[WHAT IS NEEDED] Reproduce the interview excerpt about the book Take the Leap word for word, in full.

Sara Bliss: Thank you. I’m so excited to be here.
Zibby: You are an amazingly prolific author. I’m totally impressed with how much you’ve done. What made you decide at this point in your career to write Take the Leap? Why now? Tell the listeners a little about what it’s about please.
Sara: I’ve written profiles my entire career. The one thing that I found that was really fascinating is a lot of the most successful people, it wasn’t a linear path. It ended up they had this whole other life beforehand. To me, that was fascinating and really inspiring, partly because I wasn’t really that happy with my own career. I’d gone into nonfiction as a little bit of placeholder with this idea that I was going to be a novelist. I had written a couple books. The one that was supposed to be my big breakout book just wasn’t. I became everybody’s ghostwriter. At the same time, I was doing all these profiles. There was a lot of takeaway from it. A lot of these stories, there’s a lot of takeaway. So many people want to do this themselves, so to hear stories of how people did it, that’s really the crux of it.

[RECORDED DATA]
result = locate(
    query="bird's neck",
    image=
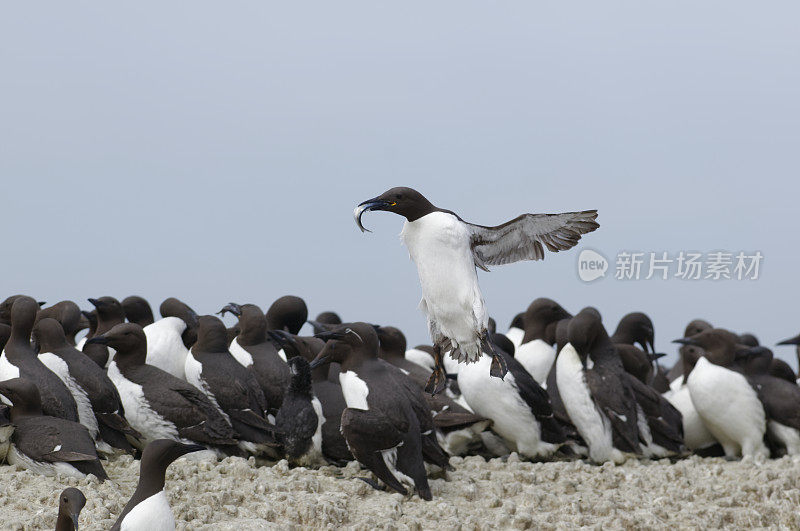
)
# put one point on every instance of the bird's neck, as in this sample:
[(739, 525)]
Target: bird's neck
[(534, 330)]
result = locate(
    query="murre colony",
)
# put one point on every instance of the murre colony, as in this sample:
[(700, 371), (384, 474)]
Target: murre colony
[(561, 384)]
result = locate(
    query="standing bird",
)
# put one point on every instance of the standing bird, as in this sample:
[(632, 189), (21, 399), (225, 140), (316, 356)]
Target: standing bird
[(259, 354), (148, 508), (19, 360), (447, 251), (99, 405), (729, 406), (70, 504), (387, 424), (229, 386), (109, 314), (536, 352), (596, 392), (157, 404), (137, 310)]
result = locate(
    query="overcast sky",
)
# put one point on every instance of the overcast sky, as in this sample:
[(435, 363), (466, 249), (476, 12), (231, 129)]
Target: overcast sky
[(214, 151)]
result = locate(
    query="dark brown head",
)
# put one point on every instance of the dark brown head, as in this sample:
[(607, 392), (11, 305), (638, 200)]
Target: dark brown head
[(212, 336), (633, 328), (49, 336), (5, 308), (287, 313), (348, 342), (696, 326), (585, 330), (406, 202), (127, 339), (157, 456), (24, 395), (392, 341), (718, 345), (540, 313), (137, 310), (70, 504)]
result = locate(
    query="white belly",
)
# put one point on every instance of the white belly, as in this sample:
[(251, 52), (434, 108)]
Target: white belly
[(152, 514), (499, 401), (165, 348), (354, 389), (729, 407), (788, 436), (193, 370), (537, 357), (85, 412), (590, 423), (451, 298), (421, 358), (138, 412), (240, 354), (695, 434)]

---

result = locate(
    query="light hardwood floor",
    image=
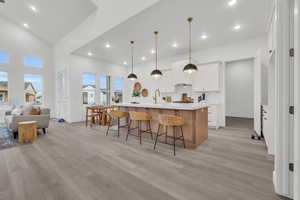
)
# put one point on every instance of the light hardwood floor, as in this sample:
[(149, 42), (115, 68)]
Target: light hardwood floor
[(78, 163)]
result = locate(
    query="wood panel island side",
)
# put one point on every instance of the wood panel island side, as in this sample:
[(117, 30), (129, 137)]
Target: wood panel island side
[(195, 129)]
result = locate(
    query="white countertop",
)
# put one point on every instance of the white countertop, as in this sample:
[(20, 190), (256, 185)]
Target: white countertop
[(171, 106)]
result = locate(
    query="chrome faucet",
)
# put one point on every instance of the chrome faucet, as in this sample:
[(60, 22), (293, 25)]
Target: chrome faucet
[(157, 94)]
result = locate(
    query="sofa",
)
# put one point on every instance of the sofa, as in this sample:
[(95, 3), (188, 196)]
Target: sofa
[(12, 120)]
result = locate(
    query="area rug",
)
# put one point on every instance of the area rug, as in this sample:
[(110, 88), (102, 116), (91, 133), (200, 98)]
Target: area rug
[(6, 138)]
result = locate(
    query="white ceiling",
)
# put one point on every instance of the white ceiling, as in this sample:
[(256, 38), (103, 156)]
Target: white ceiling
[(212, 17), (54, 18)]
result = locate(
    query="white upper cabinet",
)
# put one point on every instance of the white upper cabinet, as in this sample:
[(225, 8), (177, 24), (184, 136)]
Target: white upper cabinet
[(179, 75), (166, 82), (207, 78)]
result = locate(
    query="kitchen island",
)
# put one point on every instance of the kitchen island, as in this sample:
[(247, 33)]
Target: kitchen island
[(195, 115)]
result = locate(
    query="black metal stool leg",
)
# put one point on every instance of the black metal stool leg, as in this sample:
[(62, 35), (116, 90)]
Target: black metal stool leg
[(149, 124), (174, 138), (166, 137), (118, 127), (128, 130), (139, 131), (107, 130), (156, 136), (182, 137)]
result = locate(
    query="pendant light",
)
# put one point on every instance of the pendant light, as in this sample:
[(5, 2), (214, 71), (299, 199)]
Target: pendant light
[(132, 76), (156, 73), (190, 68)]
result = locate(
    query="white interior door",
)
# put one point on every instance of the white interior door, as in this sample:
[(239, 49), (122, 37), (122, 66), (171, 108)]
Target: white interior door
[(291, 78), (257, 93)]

[WRITTEN RESPONSE]
Sara Bliss: Thank you. I’m so excited to be here.
Zibby: You are an amazingly prolific author. I’m totally impressed with how much you’ve done. What made you decide at this point in your career to write Take the Leap? Why now? Tell the listeners a little about what it’s about please.
Sara: I’ve written profiles my entire career. The one thing that I found that was really fascinating is a lot of the most successful people, it wasn’t a linear path. It ended up they had this whole other life beforehand. To me, that was fascinating and really inspiring, partly because I wasn’t really that happy with my own career. I’d gone into nonfiction as a little bit of placeholder with this idea that I was going to be a novelist. I had written a couple books. The one that was supposed to be my big breakout book just wasn’t. I became everybody’s ghostwriter. At the same time, I was doing all these profiles. There was a lot of takeaway from it. A lot of these stories, there’s a lot of takeaway. So many people want to do this themselves, so to hear stories of how people did it, that’s really the crux of it.